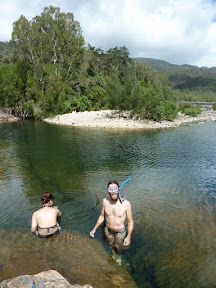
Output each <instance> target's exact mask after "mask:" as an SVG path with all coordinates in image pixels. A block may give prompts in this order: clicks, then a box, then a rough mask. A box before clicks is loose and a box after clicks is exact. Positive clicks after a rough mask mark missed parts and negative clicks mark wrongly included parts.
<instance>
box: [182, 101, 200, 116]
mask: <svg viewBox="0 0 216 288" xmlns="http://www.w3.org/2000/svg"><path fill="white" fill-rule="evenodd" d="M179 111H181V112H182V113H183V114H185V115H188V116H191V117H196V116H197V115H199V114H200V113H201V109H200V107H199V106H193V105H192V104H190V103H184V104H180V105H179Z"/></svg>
○ ○ ○
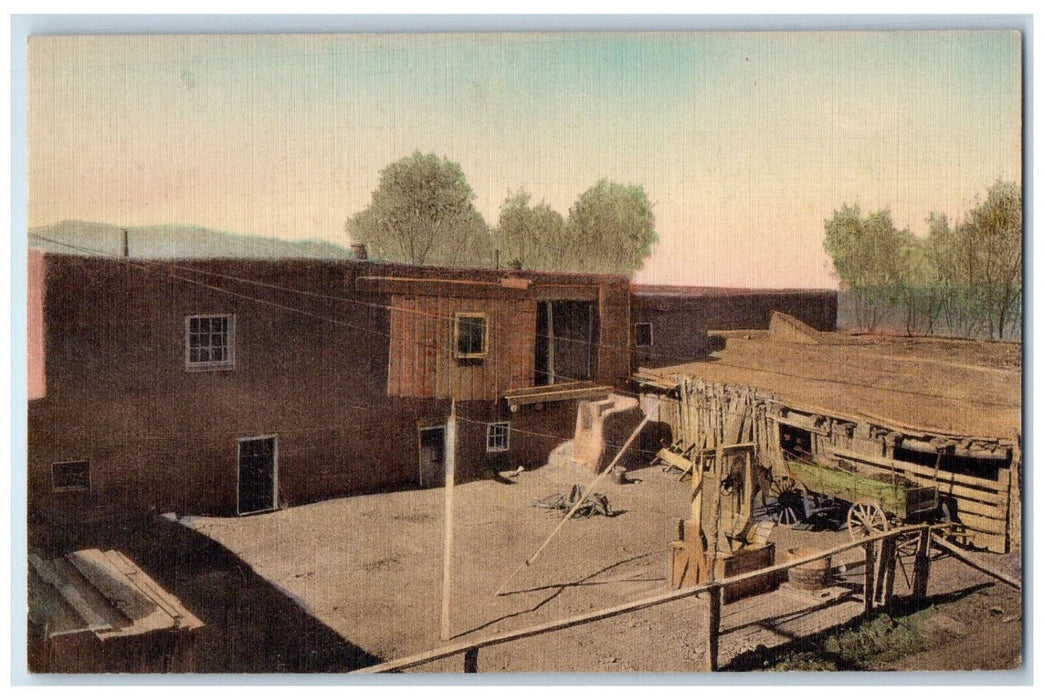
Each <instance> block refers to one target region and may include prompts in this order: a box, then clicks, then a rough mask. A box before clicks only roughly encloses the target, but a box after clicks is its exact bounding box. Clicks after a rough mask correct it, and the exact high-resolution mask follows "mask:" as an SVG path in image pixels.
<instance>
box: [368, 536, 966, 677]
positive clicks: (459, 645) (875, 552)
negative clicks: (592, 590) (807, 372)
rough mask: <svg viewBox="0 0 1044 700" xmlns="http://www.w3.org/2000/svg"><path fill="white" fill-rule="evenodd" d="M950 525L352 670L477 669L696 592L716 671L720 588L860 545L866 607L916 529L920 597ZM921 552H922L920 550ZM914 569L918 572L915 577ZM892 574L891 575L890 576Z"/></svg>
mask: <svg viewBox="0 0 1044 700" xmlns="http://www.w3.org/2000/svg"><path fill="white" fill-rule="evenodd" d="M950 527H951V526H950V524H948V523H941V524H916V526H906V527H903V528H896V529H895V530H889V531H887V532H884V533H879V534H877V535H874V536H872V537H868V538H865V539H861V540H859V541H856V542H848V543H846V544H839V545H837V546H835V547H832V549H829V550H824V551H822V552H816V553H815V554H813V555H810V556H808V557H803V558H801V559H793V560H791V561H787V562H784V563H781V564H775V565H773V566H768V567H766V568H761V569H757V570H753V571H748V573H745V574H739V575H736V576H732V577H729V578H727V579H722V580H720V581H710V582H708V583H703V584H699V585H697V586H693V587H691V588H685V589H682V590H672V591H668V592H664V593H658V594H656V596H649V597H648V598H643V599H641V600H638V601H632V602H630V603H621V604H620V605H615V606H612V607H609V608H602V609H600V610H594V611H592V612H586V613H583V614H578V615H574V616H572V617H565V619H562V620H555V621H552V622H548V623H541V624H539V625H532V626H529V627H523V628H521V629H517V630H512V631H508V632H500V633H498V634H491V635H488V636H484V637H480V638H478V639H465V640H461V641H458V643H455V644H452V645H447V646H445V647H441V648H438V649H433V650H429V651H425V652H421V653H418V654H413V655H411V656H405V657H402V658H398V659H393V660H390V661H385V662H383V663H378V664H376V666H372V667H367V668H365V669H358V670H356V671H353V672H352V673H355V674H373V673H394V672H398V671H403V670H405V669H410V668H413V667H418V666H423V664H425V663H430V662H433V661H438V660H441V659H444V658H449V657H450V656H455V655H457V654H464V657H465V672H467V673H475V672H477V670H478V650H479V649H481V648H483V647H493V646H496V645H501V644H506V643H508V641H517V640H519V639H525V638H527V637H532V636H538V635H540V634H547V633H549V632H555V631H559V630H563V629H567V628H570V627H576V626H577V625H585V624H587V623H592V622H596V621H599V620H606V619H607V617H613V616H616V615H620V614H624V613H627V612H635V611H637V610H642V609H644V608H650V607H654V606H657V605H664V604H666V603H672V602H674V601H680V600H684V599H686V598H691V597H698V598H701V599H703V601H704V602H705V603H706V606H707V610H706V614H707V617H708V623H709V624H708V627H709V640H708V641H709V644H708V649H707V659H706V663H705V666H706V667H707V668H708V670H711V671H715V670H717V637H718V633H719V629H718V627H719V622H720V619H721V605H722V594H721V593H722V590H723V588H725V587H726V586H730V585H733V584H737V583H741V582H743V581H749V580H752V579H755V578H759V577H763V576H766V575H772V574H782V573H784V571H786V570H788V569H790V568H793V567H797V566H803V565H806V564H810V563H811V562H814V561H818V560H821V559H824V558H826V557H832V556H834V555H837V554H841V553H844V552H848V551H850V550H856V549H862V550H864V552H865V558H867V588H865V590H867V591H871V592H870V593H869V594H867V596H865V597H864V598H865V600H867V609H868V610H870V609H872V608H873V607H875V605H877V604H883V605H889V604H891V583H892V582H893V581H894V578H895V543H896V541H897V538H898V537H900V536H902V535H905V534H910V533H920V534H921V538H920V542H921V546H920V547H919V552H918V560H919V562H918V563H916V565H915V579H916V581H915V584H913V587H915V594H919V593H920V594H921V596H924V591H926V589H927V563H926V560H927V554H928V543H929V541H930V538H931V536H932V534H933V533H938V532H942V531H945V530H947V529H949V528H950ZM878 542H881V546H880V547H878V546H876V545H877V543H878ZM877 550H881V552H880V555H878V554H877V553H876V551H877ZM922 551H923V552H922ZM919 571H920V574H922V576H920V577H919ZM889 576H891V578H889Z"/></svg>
○ ○ ○
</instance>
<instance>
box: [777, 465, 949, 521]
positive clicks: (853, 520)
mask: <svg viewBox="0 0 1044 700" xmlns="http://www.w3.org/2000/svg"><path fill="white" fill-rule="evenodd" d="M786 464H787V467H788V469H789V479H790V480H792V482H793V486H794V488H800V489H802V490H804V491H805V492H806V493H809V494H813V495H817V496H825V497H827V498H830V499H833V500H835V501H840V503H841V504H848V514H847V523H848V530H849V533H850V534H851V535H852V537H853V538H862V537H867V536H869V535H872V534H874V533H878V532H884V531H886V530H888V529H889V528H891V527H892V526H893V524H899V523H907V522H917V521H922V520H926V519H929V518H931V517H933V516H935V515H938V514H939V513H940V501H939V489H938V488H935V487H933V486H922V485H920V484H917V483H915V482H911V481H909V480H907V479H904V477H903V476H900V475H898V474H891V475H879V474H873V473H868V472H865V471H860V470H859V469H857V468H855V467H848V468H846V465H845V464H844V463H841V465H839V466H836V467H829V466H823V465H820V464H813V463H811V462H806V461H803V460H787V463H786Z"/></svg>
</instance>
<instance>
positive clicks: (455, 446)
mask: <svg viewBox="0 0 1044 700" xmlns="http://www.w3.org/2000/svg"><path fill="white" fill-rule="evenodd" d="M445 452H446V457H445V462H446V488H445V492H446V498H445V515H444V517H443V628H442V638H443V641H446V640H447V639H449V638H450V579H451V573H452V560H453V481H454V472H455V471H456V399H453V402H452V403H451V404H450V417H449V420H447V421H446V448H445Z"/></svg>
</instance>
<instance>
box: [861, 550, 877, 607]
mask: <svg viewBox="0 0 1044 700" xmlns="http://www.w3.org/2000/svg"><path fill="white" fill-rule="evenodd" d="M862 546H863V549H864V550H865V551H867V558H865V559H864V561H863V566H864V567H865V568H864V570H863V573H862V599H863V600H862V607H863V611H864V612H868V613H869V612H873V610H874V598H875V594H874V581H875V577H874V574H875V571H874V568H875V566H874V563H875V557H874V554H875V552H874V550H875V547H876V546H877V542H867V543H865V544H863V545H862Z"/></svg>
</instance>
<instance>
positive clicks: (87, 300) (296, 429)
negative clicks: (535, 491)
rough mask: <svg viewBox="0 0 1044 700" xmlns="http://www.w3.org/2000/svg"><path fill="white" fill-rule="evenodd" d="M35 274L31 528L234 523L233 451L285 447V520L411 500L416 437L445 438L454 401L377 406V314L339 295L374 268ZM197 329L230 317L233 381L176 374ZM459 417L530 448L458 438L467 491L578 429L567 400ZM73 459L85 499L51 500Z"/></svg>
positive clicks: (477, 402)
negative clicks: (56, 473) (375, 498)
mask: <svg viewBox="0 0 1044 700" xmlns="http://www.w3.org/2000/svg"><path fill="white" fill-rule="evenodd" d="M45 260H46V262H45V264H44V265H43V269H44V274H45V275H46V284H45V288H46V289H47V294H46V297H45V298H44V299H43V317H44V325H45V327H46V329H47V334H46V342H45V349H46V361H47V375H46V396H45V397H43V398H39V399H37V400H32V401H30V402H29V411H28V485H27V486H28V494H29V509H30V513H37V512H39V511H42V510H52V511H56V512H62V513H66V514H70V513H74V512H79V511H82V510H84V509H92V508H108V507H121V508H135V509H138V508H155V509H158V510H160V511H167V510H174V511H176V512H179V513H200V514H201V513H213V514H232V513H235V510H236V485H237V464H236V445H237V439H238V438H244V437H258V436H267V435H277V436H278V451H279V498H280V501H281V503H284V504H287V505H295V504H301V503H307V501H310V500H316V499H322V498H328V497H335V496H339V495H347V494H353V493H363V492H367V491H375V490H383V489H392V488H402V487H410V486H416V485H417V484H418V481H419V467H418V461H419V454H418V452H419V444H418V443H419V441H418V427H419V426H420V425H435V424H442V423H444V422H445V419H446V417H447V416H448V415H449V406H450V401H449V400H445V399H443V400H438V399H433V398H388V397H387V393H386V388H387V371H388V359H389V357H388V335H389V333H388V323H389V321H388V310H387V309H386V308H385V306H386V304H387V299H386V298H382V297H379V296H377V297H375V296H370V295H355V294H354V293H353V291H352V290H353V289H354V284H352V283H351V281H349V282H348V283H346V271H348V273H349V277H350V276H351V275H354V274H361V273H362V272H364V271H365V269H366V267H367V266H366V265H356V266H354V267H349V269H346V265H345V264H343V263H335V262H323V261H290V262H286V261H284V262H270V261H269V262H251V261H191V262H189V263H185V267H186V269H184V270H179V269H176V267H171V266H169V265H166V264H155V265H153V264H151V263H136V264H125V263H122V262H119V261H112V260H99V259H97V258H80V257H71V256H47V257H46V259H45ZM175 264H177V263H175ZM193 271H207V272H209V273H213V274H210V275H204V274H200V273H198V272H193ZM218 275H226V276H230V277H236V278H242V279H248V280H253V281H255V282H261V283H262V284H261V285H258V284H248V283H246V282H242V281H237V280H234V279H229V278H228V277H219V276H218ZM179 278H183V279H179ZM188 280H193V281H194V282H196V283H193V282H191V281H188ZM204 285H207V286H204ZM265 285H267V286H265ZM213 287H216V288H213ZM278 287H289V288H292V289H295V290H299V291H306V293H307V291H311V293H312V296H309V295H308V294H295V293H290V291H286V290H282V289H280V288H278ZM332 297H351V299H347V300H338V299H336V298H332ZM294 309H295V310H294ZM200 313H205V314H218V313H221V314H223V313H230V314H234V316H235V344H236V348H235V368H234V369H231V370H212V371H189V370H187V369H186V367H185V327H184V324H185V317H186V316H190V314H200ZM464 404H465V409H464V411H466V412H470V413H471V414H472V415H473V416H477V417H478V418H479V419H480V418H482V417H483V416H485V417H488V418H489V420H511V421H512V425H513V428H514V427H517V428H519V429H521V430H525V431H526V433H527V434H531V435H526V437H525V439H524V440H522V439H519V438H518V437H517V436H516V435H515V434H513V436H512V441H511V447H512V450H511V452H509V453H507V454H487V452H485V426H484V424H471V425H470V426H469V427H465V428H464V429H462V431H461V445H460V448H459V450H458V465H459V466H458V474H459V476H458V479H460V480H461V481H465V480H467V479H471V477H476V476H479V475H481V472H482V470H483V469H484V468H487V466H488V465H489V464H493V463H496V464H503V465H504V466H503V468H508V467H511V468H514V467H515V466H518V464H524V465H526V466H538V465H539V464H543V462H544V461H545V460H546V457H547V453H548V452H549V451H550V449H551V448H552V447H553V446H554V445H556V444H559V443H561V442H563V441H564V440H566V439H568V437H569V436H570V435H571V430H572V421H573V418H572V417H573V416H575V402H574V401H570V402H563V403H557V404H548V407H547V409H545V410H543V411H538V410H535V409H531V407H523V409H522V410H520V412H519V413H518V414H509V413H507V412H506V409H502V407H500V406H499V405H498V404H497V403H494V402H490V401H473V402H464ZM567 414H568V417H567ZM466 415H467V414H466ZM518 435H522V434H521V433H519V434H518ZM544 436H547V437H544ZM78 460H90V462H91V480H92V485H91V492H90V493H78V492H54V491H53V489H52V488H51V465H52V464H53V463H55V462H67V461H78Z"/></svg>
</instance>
○ ○ ○
* REQUIREMENT
In the listing above, find the line with "box: [368, 536, 966, 677]" and the line with "negative clicks: (592, 590) (807, 372)", then print exactly those lines and every line between them.

* EXERCISE RESPONSE
box: [368, 536, 966, 677]
positive clicks: (459, 645) (875, 552)
negative clicks: (592, 590) (807, 372)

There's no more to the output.